Your city will likely be a smart one eventually, and you won’t have much of a say in the matter. It will all flow beneath the surface and you may consider it as infrequently as you do electricity. That will mean constant quantification which will lead to some good things and, quietly, some that are not. An excerpt from a heady talk at Salon (via Alternet) about the nature of smart cities, between journalist Allegra Kirkland and urban theorist Catherine Tumber:
Allegra Kirkland:
It seems like there’s a fundamental split between people who think there is something organic and inexplicable about the ways human beings come together in cities, and those who believe that all human behavior is quantifiable—that we can rely on data to understand how humans interact. Which side of the line do you fall on?
Catherine Tumber:
Digital technology and its use compresses experience. It tends to lead to niche cultures; it tends to lead to a sense of being untethered, as if that’s the golden pathway to real freedom. There are several traditions of political philosophy that hold that its important to be tethered so that you have a sense of the limits of yourself and of what it is that humans can do in the time that they have on this earth. This sense of endless freedom can lead to a very false sense of utopian promise that is simply unrealistic and unwanted. It’s yet another way that we’ve decided to take a pause from history and what history has long told us.
There are some things that you really don’t play with. People have acquired great wisdom over the ages—across the globe, this isn’t just a Eurocentric thing—about what it means to travel and to leave home and to come back. These are all the great stories and myths and fables. Technology kind of flattens all of that.
Allegra Kirkland:
This is sort of a related question, but what do you think are the primary things smart cities take away from the people who live there? What do we lose in these sorts of manufactured urban environments?
::::
▶ _WHAT THIS EXERCISE ASKS_:
a. Answer these questions using the smart-cities excerpt:
(i) Where did the talk between the journalist and the urban theorist take place?
(ii) According to Catherine Tumber, what does digital technology compress?
(iii) What does Tumber say technology does to the great stories, myths, and fables?
b. List every proper name of a person or publication that appears in the smart-cities excerpt.
c. Carry the smart-cities excerpt forward from its last line, continuing the exchange.
None of the items is needed to complete this work.

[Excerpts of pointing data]
::::
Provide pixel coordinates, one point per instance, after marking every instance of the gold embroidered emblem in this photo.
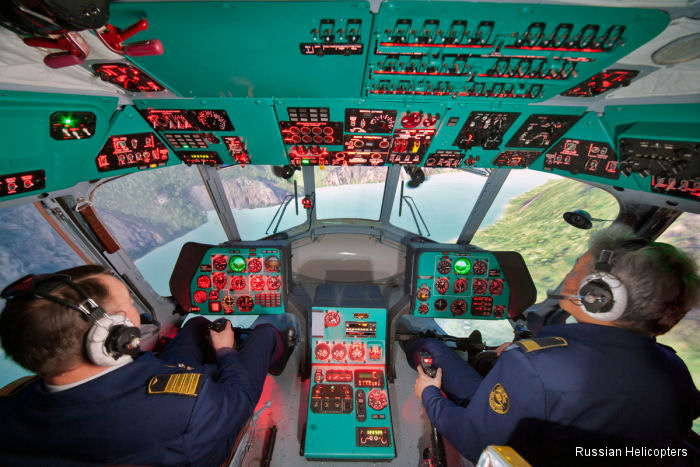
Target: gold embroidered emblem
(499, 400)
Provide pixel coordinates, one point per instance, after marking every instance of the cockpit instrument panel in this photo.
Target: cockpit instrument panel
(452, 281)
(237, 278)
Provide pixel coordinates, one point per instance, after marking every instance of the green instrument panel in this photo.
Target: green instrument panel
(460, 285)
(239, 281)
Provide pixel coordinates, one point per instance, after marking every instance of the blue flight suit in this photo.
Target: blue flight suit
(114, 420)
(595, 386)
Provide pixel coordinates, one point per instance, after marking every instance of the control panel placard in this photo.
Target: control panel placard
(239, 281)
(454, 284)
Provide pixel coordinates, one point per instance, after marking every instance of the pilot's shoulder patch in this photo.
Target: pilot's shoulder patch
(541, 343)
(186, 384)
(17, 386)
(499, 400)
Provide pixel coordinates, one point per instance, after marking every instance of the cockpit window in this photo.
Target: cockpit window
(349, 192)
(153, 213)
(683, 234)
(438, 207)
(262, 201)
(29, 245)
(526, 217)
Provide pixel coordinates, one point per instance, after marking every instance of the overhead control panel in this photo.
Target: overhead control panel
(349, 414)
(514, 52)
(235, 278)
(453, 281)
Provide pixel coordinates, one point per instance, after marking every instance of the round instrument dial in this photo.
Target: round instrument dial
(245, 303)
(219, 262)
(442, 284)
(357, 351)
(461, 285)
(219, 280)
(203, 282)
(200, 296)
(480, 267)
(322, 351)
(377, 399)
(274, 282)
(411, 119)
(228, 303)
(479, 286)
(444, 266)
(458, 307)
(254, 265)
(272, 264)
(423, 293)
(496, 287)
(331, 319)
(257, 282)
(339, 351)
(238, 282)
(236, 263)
::::
▶ _RESPONSES TO THE TASKS_:
a.
(i) At Salon, via Alternet.
(ii) Experience.
(iii) It flattens them.

b.
Salon
Alternet
Allegra Kirkland
Catherine Tumber

c.
It makes me think of the complaints about the gentrification of places like New York City. Michael Bloomberg created new green spaces in Times Square and along the waterfront, made city services more efficient, rezoned districts, and now we have this sanitized, business-friendly, soulless city. The neighborhoods look the same; there’s no mixing of social classes, no weird dive bars. So you’d think smart cities, with their emphasis on homogeneity and efficiency, would be equally off-putting to people.
Catherine Tumber:
I think it’s a matter of the convenience of it and the novelty of it. But smart technology is relatively new and there are so many unexamined consequences, as I think there are with any major technological change like this.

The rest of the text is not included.